Set task:
Copy out every line from the records below that contains the word "trunk".

Start Dataset

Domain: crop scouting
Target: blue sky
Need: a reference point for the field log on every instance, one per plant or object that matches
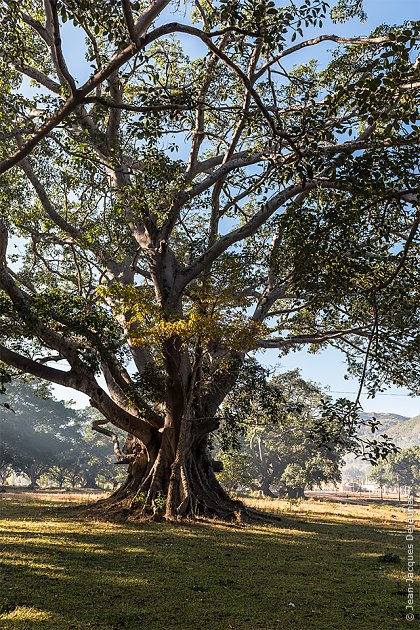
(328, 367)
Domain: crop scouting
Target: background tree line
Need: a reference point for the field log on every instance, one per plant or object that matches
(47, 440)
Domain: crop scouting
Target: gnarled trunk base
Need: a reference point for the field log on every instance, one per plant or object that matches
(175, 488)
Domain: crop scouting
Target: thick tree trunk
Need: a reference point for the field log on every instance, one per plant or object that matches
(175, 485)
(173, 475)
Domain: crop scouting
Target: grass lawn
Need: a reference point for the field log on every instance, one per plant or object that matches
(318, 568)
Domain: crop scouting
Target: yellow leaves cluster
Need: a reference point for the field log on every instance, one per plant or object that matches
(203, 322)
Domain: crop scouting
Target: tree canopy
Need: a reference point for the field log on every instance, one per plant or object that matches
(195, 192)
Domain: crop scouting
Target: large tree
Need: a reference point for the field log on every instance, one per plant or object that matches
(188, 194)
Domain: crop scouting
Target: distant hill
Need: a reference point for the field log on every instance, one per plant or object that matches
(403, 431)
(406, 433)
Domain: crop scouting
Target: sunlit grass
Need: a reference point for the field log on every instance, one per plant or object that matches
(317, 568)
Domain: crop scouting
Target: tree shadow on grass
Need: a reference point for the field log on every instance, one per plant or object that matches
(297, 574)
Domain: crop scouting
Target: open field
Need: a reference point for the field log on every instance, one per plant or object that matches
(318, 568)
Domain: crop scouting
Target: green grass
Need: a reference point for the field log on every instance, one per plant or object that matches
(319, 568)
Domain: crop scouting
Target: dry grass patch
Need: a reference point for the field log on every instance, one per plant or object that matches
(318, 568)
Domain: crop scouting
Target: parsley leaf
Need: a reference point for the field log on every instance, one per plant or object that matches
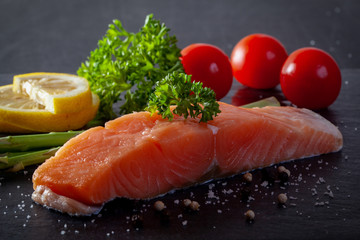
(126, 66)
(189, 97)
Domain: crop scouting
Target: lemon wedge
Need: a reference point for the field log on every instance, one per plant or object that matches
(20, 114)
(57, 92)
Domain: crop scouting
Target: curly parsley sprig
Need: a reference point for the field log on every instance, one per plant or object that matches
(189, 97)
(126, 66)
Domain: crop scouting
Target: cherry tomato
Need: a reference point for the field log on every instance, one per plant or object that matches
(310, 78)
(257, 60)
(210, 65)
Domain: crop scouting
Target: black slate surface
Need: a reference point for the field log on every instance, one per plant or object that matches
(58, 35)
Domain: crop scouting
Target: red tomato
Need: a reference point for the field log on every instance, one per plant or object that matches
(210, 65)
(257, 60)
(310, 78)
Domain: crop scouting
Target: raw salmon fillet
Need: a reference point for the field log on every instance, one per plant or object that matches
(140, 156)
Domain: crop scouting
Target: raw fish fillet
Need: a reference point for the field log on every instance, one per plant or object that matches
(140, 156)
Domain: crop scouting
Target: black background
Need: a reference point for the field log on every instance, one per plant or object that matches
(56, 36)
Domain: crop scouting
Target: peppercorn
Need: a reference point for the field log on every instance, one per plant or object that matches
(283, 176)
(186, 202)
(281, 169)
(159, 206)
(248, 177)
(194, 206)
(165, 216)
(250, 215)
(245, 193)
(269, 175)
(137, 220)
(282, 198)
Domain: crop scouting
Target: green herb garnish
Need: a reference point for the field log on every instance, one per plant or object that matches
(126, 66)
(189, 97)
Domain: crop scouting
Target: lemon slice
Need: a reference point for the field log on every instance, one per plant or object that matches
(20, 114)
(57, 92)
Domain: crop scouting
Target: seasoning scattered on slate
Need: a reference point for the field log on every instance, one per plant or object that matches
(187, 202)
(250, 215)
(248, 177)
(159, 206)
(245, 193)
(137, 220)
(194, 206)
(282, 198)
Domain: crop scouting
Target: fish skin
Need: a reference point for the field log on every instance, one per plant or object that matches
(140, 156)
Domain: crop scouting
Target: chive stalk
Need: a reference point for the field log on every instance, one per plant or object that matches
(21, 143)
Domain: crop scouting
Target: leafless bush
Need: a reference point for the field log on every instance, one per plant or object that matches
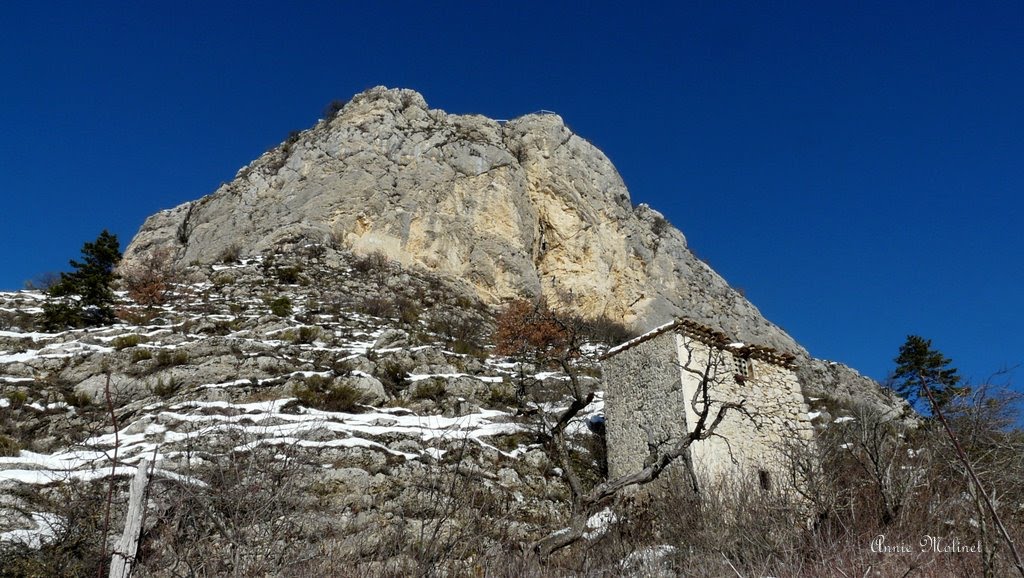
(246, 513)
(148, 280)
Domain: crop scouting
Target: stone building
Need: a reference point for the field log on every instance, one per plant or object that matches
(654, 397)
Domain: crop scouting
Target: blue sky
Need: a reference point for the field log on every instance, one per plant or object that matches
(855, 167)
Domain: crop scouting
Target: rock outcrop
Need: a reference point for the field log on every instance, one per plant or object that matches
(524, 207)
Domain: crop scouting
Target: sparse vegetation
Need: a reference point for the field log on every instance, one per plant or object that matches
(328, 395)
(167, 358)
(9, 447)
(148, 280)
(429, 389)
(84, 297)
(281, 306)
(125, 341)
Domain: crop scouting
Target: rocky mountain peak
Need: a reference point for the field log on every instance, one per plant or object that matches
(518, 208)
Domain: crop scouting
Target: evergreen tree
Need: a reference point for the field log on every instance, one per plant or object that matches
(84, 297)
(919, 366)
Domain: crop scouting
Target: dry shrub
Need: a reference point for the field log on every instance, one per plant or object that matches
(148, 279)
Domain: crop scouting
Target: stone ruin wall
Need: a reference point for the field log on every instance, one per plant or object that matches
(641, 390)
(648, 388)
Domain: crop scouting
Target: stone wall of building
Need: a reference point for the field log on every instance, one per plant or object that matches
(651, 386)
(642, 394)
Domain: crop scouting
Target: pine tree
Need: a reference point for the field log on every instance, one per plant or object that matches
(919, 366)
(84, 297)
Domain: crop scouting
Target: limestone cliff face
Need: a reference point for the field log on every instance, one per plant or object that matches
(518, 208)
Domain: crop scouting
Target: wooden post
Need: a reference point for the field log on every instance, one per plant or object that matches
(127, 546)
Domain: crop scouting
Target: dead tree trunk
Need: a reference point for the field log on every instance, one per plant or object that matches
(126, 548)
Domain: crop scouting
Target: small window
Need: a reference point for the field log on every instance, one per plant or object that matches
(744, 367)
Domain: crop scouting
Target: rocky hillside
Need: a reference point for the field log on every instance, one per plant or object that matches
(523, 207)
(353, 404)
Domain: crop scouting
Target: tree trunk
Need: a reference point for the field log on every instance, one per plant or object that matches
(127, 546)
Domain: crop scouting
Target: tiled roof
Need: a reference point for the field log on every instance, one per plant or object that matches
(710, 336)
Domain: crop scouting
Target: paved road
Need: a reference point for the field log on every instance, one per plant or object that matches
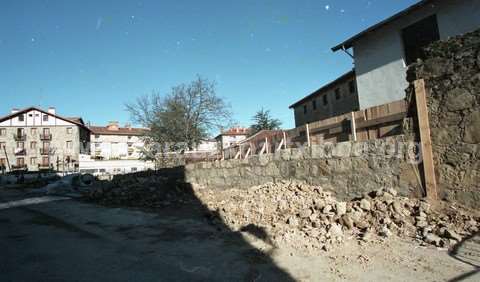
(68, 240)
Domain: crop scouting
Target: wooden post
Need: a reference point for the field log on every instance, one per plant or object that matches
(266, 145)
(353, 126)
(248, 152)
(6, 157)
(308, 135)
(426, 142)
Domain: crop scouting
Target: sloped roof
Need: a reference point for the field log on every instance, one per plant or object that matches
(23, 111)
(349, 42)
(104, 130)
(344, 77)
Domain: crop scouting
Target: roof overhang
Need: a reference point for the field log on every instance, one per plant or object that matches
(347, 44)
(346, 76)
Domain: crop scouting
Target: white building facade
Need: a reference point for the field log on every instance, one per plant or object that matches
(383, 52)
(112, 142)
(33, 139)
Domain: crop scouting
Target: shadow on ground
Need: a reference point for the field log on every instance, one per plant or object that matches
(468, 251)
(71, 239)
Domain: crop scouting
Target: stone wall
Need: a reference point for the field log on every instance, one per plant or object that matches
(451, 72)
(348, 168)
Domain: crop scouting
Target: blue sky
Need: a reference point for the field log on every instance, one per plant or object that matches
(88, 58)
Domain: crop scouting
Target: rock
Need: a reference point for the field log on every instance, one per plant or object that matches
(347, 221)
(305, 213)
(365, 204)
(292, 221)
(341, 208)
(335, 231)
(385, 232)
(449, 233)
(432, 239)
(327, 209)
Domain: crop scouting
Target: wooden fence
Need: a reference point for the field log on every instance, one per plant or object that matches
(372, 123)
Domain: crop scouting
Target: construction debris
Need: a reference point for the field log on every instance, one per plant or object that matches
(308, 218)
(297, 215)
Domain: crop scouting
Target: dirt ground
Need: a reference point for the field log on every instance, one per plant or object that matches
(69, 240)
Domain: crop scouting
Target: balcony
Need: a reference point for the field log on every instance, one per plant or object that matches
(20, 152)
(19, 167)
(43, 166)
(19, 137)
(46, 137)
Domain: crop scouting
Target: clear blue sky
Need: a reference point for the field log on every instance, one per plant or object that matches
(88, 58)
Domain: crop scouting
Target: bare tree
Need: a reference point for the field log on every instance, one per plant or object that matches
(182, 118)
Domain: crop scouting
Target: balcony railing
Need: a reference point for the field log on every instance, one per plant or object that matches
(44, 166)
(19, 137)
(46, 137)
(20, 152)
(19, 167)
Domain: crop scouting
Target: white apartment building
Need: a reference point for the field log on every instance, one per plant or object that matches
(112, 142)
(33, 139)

End Dataset

Solved problem:
Target: gnarled trunk base
Target: thick tree trunk
Target: dead tree trunk
Target: tree trunk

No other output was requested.